### Document passage:

<<<<

WAR, AND ECONOMIC RECOVERY, is hell. J.R. Boyd reports that behind the subscription wall at the online Wall Street Journal, economic adviser to the president, Lawrence Summers has things to say about Wall Street profits and executive bonuses (bonii?)

Is this your homework, Larry?

“Just as in war, there are unintended victims so, too, in economic rescues, there are unintended beneficiaries.” [Summers]

What an apt that metaphor that turns out to be! Let’s break it down.

In war “unintended victims” are called collateral damage. However there is always some question over whether this is “unintentional” at all, as un-forthcoming our rulers can be with the true reasons they do anything.

The “unintended” aspect of collateral damage only relates to the stated purpose, (ie: intention,) of the aggression.

With the economic rescues, the stated purpose put forth by the president is “to keep on going until we make sure that every single American in this country who’s looking for work is going to be able to get the kind of well-paying job that supports their families.” (As un-forthcoming as ever, if not a bald lie. As our economy seems to always, even in the best of times, maintain some level of unemployment.)

Nonetheless there it is. If “beneficiaries” are equivalent to “victims” in the war comparison, then, yeah, Summers’ metaphor is dead on, (pun intended.) If the intention were truly to put people back to work, then the bank executives’ whose incomes are shored-up through profits and bonuses would be “unintended” beneficiaries. Would this be called collateral repair, perhaps?

Indeed, in keeping with Boyd’s conclusion at ladypoverty, the problem is most definitely not with Summers’ metaphor, but with the underlying fiction of the economic rescues.

Presidents, even the heroic liberal ones, always lie.

>>>>

### What the task requires:
Can you rewrite the post on Summers' rescue metaphor from "Nonetheless there it" to "collateral repair, perhaps?", inclusive, using "collateral healing" in place of "collateral repair"?

[Data listing]
<<<<

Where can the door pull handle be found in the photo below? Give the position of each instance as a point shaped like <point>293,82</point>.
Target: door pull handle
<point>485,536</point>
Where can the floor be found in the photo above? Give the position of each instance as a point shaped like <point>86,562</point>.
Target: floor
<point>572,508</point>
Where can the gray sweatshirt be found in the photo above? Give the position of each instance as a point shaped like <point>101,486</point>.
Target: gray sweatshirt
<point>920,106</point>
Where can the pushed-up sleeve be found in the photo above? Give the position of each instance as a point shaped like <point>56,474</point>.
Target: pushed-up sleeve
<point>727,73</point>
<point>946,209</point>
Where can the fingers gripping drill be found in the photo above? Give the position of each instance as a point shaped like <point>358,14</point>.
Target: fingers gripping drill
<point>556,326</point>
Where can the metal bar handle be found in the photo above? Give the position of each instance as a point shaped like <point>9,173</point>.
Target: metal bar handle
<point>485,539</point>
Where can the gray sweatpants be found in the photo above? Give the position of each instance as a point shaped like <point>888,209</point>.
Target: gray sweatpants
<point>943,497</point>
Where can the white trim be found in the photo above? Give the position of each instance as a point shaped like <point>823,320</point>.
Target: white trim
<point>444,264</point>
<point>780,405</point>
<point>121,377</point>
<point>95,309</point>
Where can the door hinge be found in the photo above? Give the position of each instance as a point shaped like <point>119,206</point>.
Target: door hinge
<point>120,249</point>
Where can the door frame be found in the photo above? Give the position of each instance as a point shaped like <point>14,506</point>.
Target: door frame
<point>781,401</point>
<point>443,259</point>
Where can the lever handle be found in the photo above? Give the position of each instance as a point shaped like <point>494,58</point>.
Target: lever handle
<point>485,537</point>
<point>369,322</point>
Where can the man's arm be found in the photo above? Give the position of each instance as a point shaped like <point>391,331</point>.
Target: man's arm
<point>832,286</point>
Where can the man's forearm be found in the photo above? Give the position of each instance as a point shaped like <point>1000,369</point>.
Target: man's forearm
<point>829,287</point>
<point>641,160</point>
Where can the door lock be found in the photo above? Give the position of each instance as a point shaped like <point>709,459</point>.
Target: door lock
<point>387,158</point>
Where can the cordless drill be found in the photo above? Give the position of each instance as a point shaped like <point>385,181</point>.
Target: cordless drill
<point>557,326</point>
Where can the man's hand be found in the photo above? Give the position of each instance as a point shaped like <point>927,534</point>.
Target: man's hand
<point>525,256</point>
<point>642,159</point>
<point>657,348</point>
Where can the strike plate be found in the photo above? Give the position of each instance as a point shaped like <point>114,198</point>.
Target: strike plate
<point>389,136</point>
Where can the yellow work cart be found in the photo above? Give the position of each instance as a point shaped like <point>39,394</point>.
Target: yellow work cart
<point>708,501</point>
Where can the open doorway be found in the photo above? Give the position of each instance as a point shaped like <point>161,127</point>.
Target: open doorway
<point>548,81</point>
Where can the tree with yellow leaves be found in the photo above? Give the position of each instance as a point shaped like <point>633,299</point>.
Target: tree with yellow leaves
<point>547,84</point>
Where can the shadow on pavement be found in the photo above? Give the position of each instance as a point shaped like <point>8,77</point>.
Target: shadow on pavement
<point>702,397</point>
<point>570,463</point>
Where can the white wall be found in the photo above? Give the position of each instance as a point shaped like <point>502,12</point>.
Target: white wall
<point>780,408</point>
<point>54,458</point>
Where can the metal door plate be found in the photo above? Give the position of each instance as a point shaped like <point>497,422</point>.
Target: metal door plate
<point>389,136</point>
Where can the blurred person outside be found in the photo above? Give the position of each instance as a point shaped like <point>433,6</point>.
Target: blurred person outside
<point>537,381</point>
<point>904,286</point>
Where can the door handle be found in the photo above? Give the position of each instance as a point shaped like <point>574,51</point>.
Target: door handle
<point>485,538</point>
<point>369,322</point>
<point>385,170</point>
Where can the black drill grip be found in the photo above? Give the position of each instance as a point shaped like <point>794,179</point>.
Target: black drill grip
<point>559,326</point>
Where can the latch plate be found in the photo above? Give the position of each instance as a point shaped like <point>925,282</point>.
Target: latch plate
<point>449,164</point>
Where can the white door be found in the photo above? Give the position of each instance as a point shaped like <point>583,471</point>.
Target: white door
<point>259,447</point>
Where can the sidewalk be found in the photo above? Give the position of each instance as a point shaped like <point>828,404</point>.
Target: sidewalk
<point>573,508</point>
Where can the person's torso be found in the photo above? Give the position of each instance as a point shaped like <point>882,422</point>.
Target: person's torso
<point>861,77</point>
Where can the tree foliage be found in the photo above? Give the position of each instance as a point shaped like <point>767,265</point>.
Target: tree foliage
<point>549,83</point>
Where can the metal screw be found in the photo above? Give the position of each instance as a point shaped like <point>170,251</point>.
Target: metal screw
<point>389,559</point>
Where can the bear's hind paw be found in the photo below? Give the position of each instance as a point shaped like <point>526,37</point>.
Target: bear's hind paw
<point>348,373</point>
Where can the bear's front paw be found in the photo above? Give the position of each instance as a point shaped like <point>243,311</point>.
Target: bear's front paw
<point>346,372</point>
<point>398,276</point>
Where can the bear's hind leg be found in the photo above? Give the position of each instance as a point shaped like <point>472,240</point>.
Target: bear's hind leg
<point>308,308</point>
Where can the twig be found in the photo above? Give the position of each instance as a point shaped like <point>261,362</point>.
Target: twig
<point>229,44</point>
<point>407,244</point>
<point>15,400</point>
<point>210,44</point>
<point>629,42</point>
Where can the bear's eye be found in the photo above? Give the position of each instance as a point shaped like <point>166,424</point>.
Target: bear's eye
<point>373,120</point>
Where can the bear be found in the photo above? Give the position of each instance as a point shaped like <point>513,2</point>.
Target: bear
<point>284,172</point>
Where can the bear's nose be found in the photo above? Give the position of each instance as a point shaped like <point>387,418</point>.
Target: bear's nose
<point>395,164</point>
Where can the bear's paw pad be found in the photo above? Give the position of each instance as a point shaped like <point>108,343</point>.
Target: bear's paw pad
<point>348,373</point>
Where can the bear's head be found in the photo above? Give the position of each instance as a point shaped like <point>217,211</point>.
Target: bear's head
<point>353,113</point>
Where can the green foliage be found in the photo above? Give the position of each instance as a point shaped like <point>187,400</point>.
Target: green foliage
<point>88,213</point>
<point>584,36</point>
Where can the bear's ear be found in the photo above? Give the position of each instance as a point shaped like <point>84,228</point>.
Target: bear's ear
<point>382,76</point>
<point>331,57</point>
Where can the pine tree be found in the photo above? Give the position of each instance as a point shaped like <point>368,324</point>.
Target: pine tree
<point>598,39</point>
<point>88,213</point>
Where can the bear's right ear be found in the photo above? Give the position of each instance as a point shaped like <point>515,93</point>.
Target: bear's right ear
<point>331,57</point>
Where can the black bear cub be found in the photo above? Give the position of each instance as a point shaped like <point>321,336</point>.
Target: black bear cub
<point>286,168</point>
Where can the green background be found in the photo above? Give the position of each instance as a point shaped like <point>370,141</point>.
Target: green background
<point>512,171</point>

>>>>

### Final result:
Nonetheless there it is. If “beneficiaries” are equivalent to “victims” in the war comparison, then, yeah, Summers’ metaphor is dead on, (pun intended.) If the intention were truly to put people back to work, then the bank executives’ whose incomes are shored-up through profits and bonuses would be “unintended” beneficiaries. Would this be called collateral healing, perhaps?